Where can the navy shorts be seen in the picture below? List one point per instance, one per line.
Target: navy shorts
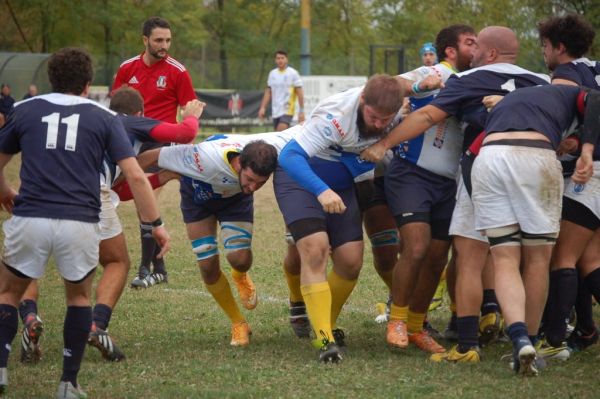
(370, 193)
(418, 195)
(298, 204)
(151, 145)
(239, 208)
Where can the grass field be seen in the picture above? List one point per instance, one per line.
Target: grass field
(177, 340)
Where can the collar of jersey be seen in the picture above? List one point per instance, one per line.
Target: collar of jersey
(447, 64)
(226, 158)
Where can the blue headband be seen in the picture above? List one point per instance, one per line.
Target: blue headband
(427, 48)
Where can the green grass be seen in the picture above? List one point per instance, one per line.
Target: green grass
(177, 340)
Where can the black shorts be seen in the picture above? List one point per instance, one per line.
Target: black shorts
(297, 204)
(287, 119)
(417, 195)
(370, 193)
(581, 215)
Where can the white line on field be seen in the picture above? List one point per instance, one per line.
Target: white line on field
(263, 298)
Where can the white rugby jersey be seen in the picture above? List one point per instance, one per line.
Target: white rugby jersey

==

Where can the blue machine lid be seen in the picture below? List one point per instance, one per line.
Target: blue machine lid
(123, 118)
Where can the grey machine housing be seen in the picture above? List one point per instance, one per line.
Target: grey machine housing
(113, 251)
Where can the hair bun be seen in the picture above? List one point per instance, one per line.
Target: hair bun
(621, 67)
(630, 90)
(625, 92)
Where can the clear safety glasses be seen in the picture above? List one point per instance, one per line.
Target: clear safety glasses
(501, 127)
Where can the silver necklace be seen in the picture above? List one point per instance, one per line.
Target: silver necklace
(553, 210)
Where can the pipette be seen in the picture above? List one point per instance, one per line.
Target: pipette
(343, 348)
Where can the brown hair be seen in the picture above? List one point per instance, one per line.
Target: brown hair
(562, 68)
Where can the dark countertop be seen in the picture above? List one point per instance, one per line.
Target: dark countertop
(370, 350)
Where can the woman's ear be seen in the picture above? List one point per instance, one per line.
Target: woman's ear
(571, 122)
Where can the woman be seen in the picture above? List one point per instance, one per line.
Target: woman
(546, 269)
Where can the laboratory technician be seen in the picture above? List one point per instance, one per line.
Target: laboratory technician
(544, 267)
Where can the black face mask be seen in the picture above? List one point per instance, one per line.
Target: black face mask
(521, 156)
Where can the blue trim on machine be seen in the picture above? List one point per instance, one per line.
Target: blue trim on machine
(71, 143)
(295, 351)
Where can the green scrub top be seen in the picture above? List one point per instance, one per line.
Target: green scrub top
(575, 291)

TASK STATEMENT: Take from the entries every line that has the string "rugby".

FINISHED TASK:
Where can the white rugby jersey be seen in the picture above? List one point per instance, one per line.
Target: white rugby jersey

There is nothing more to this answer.